GIVEN TASK 1: Update the cement sector report between "Now Get news" and "in the midcaps.", inclusive, reproducing that span with "monsoon" changed to "rainy season".
GIVEN TASK 2: Write what comes next in the cement sector report, picking up after its final sentence.

SUPPLIED PASSAGE:
Published on 13/07/2019 9:14:53 AM | Source: ICICI Securities Ltd

Cement Sector - Earnings upgrade to continue By ICICI Securities

Posted in Broking Firm Views - Sector Report| #Cement Sector #Sector Report #ICICI Securities


Now Get news on WhatsApp. Click Here To Know More

Earnings upgrade to continue

Consensus FY20E-FY21E EBITDA, which saw 7-8% upgrades in past three months, is likely to see further upgrades with Q1FY20E results given sustenance of sharp price hikes (9% QoQ) and declining input costs. EBITDA for companies under our coverage is likely to be up ~40% YoY with similar increase in average EBITDA/te to Rs1,234/te despite muted volume growth. Our channel checks suggest prices are sustaining across most regions even in Jul’19 despite onset of monsoon. We maintain our positive view on the sector as clinker utilisation crosses 80% in FY20- FY21E almost after a decade, enabling EBITDA-accretive price increases. SRCM, UTCEM and TRCL are our top picks. We also like JKCE / JKLC in the midcaps.

EXCERPTED DATA:
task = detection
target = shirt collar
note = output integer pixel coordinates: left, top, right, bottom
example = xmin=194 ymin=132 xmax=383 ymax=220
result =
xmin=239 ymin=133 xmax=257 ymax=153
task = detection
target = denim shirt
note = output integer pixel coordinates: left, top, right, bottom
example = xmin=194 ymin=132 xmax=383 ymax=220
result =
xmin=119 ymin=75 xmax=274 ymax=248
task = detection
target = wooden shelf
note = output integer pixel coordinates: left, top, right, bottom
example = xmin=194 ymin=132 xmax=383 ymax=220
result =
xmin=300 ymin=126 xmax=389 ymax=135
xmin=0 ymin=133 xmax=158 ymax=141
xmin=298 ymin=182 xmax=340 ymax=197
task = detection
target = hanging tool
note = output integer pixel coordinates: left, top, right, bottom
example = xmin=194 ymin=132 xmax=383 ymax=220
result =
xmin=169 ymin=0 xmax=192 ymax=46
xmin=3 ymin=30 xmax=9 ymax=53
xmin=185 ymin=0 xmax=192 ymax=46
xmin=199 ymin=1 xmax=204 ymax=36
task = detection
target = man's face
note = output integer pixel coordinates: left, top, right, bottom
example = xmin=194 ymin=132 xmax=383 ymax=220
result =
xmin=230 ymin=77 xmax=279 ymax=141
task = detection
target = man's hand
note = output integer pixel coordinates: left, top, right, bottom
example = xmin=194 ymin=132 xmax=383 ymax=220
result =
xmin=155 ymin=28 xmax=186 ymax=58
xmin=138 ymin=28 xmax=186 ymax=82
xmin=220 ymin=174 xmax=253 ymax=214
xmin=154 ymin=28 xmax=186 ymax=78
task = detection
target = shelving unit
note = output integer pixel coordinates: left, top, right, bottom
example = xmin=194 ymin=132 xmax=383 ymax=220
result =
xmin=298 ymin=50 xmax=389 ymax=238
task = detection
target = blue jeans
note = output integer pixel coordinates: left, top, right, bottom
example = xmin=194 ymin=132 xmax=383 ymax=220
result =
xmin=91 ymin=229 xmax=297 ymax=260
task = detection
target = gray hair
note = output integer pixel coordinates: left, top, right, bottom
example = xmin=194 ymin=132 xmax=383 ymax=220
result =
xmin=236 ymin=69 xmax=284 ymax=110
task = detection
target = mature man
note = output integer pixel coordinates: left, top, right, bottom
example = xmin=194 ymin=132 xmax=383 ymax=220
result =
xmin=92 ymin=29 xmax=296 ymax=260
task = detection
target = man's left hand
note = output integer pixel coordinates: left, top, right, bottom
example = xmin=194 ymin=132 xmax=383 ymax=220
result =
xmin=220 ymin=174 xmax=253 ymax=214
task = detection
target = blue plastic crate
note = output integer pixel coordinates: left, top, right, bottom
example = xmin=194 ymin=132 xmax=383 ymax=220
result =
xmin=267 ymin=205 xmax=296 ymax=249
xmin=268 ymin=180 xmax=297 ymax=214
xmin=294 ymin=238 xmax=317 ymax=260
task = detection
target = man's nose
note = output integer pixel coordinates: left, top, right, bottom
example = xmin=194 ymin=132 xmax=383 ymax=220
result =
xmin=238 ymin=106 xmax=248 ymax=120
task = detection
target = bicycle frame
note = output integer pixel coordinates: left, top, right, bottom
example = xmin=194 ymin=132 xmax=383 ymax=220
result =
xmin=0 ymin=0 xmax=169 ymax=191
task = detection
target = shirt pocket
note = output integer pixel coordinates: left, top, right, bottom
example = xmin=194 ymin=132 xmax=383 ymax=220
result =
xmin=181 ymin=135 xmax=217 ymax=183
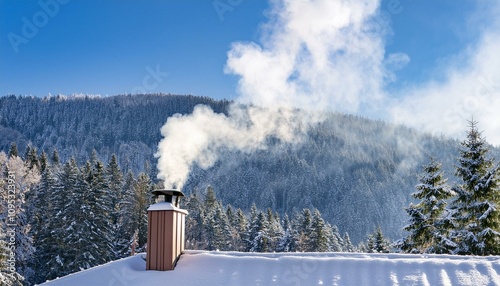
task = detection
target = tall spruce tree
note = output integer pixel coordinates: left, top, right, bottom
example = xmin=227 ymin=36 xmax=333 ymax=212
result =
xmin=106 ymin=154 xmax=127 ymax=260
xmin=307 ymin=209 xmax=332 ymax=252
xmin=398 ymin=158 xmax=455 ymax=253
xmin=452 ymin=120 xmax=500 ymax=255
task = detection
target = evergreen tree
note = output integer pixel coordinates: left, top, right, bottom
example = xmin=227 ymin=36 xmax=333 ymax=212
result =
xmin=296 ymin=209 xmax=313 ymax=252
xmin=132 ymin=173 xmax=154 ymax=252
xmin=83 ymin=159 xmax=116 ymax=266
xmin=366 ymin=226 xmax=390 ymax=253
xmin=106 ymin=154 xmax=124 ymax=260
xmin=205 ymin=202 xmax=231 ymax=250
xmin=307 ymin=209 xmax=332 ymax=252
xmin=45 ymin=158 xmax=83 ymax=282
xmin=183 ymin=190 xmax=206 ymax=249
xmin=452 ymin=121 xmax=500 ymax=255
xmin=31 ymin=154 xmax=59 ymax=283
xmin=233 ymin=209 xmax=248 ymax=251
xmin=343 ymin=232 xmax=356 ymax=252
xmin=50 ymin=149 xmax=60 ymax=166
xmin=115 ymin=171 xmax=139 ymax=257
xmin=397 ymin=158 xmax=454 ymax=253
xmin=249 ymin=212 xmax=271 ymax=252
xmin=326 ymin=223 xmax=344 ymax=252
xmin=374 ymin=226 xmax=390 ymax=253
xmin=9 ymin=142 xmax=19 ymax=158
xmin=276 ymin=214 xmax=297 ymax=252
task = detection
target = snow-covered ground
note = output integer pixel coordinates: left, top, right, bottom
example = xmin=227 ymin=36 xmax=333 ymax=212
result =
xmin=43 ymin=250 xmax=500 ymax=286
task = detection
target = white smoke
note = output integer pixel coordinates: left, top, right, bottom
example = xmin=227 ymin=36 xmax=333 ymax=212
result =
xmin=156 ymin=0 xmax=500 ymax=188
xmin=156 ymin=0 xmax=398 ymax=188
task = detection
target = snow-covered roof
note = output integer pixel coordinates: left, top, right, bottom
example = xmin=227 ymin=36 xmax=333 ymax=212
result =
xmin=42 ymin=251 xmax=500 ymax=286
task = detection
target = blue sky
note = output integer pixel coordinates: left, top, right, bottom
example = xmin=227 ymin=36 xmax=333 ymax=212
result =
xmin=0 ymin=0 xmax=484 ymax=98
xmin=0 ymin=0 xmax=500 ymax=143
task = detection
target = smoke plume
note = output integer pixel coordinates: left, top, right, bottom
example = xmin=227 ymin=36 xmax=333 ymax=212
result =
xmin=156 ymin=0 xmax=500 ymax=188
xmin=156 ymin=0 xmax=397 ymax=188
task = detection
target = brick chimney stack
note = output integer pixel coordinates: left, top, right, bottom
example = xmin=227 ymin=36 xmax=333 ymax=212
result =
xmin=146 ymin=190 xmax=188 ymax=271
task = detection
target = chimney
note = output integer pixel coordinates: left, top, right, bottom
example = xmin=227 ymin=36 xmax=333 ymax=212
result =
xmin=146 ymin=189 xmax=188 ymax=271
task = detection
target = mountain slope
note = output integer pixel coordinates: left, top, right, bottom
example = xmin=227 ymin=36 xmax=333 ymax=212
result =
xmin=0 ymin=94 xmax=499 ymax=243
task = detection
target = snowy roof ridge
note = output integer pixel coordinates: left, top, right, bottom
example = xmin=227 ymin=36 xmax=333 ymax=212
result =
xmin=39 ymin=250 xmax=500 ymax=286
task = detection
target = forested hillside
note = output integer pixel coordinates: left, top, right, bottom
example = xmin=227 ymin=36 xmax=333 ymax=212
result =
xmin=0 ymin=94 xmax=229 ymax=172
xmin=0 ymin=94 xmax=498 ymax=243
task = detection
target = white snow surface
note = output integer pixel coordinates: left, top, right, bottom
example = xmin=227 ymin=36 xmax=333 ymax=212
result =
xmin=42 ymin=250 xmax=500 ymax=286
xmin=148 ymin=202 xmax=188 ymax=214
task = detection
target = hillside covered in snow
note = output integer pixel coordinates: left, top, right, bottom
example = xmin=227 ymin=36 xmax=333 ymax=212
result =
xmin=42 ymin=250 xmax=500 ymax=286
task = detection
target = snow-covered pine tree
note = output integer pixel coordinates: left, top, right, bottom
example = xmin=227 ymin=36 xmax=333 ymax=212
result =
xmin=295 ymin=209 xmax=313 ymax=252
xmin=115 ymin=171 xmax=137 ymax=257
xmin=266 ymin=208 xmax=283 ymax=251
xmin=0 ymin=151 xmax=24 ymax=286
xmin=30 ymin=153 xmax=58 ymax=283
xmin=397 ymin=157 xmax=454 ymax=253
xmin=185 ymin=190 xmax=206 ymax=249
xmin=132 ymin=170 xmax=155 ymax=252
xmin=44 ymin=158 xmax=83 ymax=282
xmin=326 ymin=223 xmax=344 ymax=252
xmin=249 ymin=212 xmax=271 ymax=252
xmin=366 ymin=226 xmax=390 ymax=253
xmin=343 ymin=232 xmax=356 ymax=252
xmin=307 ymin=209 xmax=332 ymax=252
xmin=84 ymin=158 xmax=115 ymax=266
xmin=452 ymin=120 xmax=500 ymax=255
xmin=374 ymin=226 xmax=390 ymax=253
xmin=276 ymin=214 xmax=297 ymax=252
xmin=233 ymin=208 xmax=248 ymax=251
xmin=106 ymin=154 xmax=125 ymax=260
xmin=205 ymin=201 xmax=231 ymax=250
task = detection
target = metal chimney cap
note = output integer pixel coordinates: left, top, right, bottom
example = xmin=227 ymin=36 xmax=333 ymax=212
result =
xmin=151 ymin=189 xmax=184 ymax=197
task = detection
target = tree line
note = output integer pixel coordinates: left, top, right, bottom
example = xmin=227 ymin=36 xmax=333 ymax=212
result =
xmin=395 ymin=121 xmax=500 ymax=255
xmin=184 ymin=187 xmax=355 ymax=252
xmin=0 ymin=143 xmax=388 ymax=285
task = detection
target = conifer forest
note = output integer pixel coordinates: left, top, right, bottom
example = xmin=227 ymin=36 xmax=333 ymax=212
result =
xmin=0 ymin=94 xmax=500 ymax=285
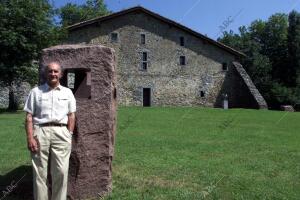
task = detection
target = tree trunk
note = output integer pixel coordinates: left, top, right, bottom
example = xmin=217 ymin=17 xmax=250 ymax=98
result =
xmin=8 ymin=83 xmax=18 ymax=111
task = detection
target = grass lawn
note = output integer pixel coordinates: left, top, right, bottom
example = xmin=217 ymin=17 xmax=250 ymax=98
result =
xmin=0 ymin=107 xmax=300 ymax=200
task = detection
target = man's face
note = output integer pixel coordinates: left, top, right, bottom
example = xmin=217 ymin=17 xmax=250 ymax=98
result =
xmin=47 ymin=63 xmax=61 ymax=86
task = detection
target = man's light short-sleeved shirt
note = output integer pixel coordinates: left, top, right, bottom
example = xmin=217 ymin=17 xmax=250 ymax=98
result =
xmin=24 ymin=83 xmax=76 ymax=124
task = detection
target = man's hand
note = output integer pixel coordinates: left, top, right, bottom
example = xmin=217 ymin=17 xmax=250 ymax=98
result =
xmin=25 ymin=113 xmax=39 ymax=153
xmin=27 ymin=137 xmax=39 ymax=153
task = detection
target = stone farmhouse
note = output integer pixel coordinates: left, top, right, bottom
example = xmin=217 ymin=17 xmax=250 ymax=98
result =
xmin=66 ymin=6 xmax=267 ymax=109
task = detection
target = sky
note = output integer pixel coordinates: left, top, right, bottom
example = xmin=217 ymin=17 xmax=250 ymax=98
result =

RESPONSE 1:
Now Get news on WhatsApp. Click Here To Know More

Earnings upgrade to continue

Consensus FY20E-FY21E EBITDA, which saw 7-8% upgrades in past three months, is likely to see further upgrades with Q1FY20E results given sustenance of sharp price hikes (9% QoQ) and declining input costs. EBITDA for companies under our coverage is likely to be up ~40% YoY with similar increase in average EBITDA/te to Rs1,234/te despite muted volume growth. Our channel checks suggest prices are sustaining across most regions even in Jul’19 despite onset of rainy season. We maintain our positive view on the sector as clinker utilisation crosses 80% in FY20- FY21E almost after a decade, enabling EBITDA-accretive price increases. SRCM, UTCEM and TRCL are our top picks. We also like JKCE / JKLC in the midcaps.

RESPONSE 2:
* Industry volume growth likely to be flat YoY in Q1FY20E led by sharp price hikes and production discipline coupled with general elections and labour/water shortage. Our channel checks suggest while South, West and Central regions have seen YoY growth during Q1FY20E, North and East regions have witnessed decline in volumes. However, most cement companies remain confident on ~7% demand growth in FY20E led by better pick-up in government infrastructure spend during H2FY20E. We factor 2-5% YoY volume growth for UTCEM, TRCL, DALBHARA and ORCMNT. SRCM may report 13% YoY volume decline given strong price hikes in North while most other companies may report 2-6% YoY fall in volumes. Average pan-India industry utilisation is likely to dip 2-3% YoY to 74%.

* Average realisation likely to be up 8-9% YoY and QoQ: Average prices are likely up ~9% QoQ led by sharp 14% QoQ increase in North and 5-10% QoQ increase in other regions. On a YoY basis, average prices are up ~10% YoY led by 20% YoY increase in North, 12% in Central and 6-9% YoY increase in other regions.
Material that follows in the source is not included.